▶ JOB: Quote the saved data entries verbatim from their first line through the line containing "(1096, 466)", including that line. Omit the pictures from the output.

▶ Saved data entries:
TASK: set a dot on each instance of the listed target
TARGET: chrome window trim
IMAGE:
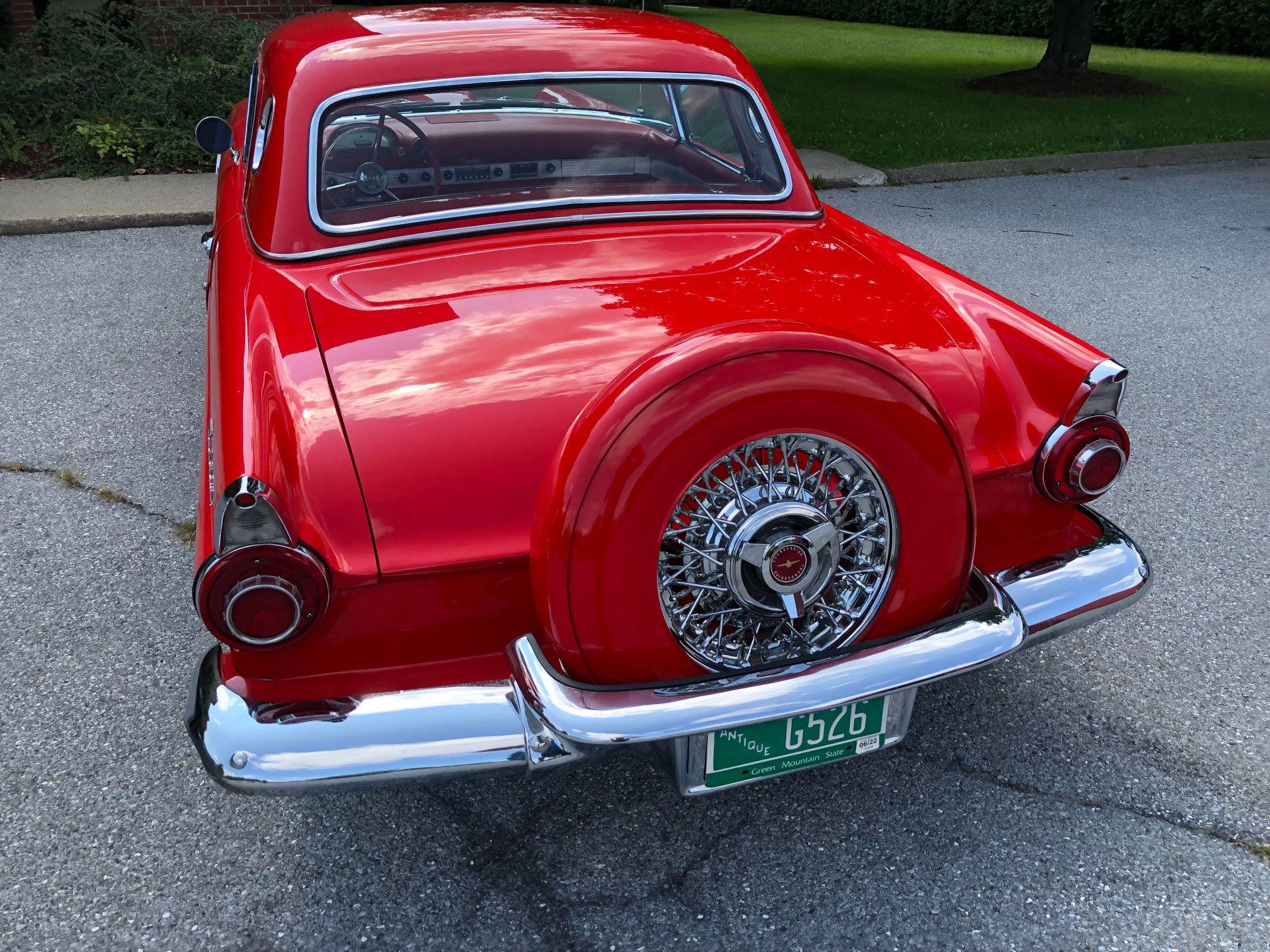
(516, 110)
(262, 133)
(595, 75)
(562, 220)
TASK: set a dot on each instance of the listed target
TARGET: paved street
(1105, 791)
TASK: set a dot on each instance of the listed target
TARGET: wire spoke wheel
(780, 550)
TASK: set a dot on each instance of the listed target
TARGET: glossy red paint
(479, 434)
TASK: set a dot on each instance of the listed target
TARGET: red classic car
(550, 416)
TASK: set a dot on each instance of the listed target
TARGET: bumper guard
(537, 720)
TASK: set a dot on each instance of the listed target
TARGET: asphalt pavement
(1107, 791)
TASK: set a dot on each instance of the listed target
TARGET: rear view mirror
(214, 135)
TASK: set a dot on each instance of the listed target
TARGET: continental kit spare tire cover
(661, 553)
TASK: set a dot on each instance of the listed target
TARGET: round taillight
(261, 596)
(263, 609)
(1082, 461)
(1096, 466)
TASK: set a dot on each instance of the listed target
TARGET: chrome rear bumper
(536, 719)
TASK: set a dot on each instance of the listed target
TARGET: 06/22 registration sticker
(766, 749)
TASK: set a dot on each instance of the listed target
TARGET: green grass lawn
(888, 96)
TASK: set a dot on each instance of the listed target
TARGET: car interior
(462, 151)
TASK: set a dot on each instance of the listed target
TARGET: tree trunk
(1071, 35)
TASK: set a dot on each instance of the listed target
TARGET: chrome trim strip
(420, 238)
(536, 719)
(614, 719)
(600, 75)
(466, 730)
(1072, 589)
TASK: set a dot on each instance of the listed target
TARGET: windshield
(450, 152)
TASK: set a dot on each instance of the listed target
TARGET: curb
(42, 206)
(1078, 162)
(101, 222)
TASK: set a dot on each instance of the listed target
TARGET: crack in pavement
(957, 764)
(183, 531)
(505, 862)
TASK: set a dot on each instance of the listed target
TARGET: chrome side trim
(557, 220)
(511, 79)
(537, 719)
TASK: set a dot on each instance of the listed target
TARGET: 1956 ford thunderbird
(550, 416)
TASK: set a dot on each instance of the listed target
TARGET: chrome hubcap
(780, 550)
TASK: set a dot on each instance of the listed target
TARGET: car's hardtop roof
(471, 40)
(322, 57)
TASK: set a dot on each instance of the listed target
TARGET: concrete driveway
(1106, 791)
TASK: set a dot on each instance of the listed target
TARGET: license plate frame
(707, 763)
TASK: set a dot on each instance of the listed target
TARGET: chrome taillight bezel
(256, 547)
(1091, 417)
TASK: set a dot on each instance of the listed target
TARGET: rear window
(445, 152)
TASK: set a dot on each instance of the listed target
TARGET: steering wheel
(370, 178)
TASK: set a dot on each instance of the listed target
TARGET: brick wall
(251, 11)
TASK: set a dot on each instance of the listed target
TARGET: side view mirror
(214, 135)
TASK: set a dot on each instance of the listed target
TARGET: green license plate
(770, 748)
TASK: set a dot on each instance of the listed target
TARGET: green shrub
(1204, 26)
(120, 89)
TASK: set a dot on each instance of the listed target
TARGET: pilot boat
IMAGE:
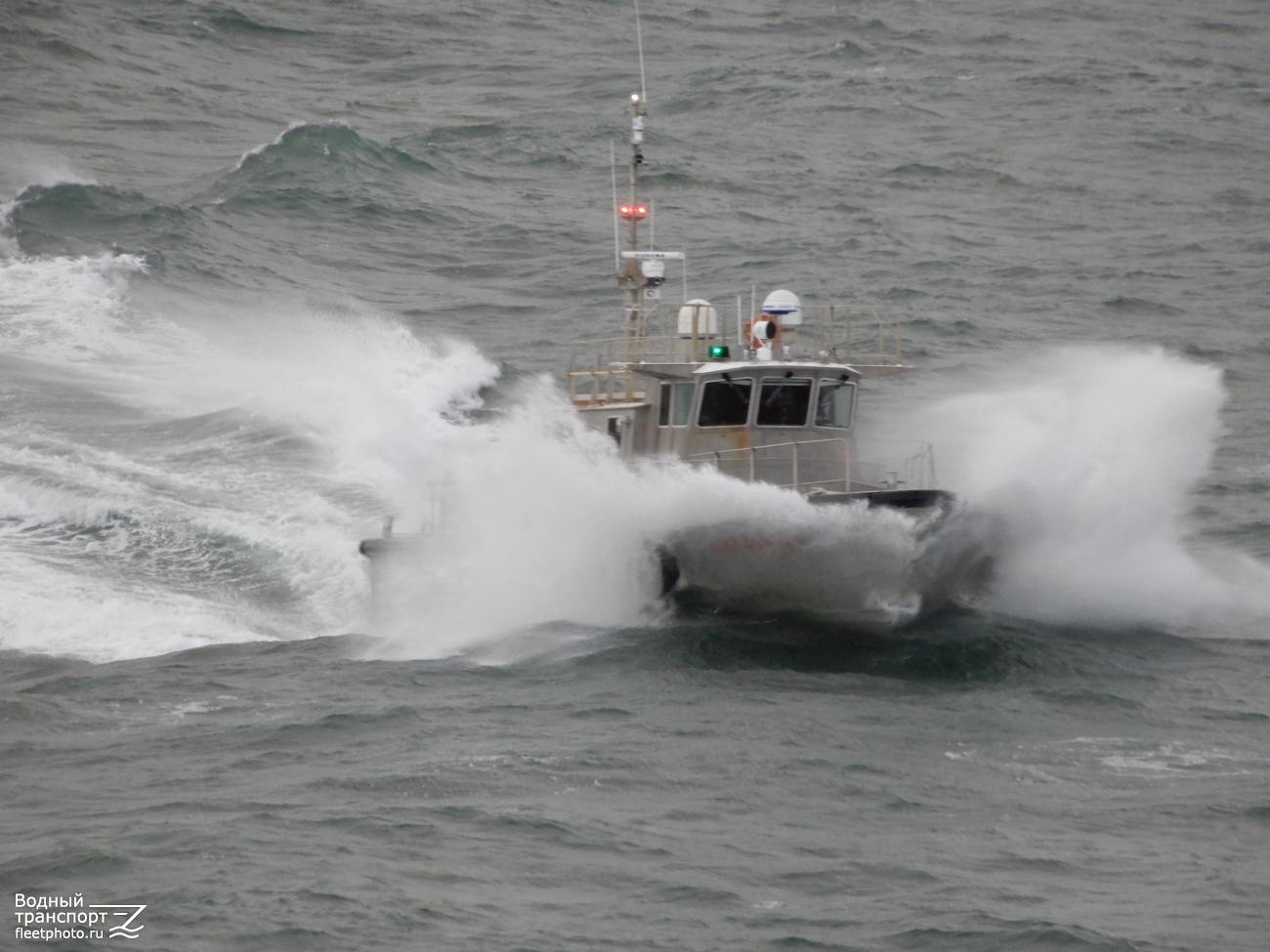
(770, 400)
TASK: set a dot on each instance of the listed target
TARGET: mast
(633, 211)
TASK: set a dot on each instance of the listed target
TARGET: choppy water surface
(271, 270)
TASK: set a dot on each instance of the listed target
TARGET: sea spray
(1084, 458)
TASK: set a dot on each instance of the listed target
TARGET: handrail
(796, 458)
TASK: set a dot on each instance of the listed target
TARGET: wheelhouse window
(725, 402)
(676, 404)
(833, 404)
(681, 406)
(783, 401)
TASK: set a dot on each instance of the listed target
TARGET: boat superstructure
(766, 393)
(761, 393)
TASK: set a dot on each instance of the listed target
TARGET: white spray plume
(1087, 457)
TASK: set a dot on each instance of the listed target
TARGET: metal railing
(828, 331)
(808, 464)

▶ COMPLETE ANSWER:
TASK: set a dot on each instance of the listed target
TARGET: chrome window trim
IMAGE:
(516, 110)
(262, 133)
(595, 75)
(562, 220)
TASK: set a dot on each instance of the listed target
TARGET: paved street
(1105, 791)
TASK: set a dot on each instance of the listed target
TARGET: wire spoke wheel
(780, 550)
TASK: set a dot on each instance of the listed target
TARGET: glossy red paint
(479, 434)
TASK: set a dot on each instance of the listed target
TARGET: red classic car
(550, 416)
TASK: set a dot on each instance of the listed target
TARGET: bumper guard
(537, 720)
TASK: set a dot on each instance of the listed target
TARGET: asphalt pavement
(1107, 791)
TASK: set a dot on each instance of the listed target
TARGET: rear view mirror
(214, 135)
TASK: set a dot on each instance of the listed target
TARGET: continental kit spare tire cover
(661, 553)
TASK: set a dot on each instance of the listed target
TARGET: round taillight
(261, 596)
(263, 609)
(1082, 461)
(1096, 466)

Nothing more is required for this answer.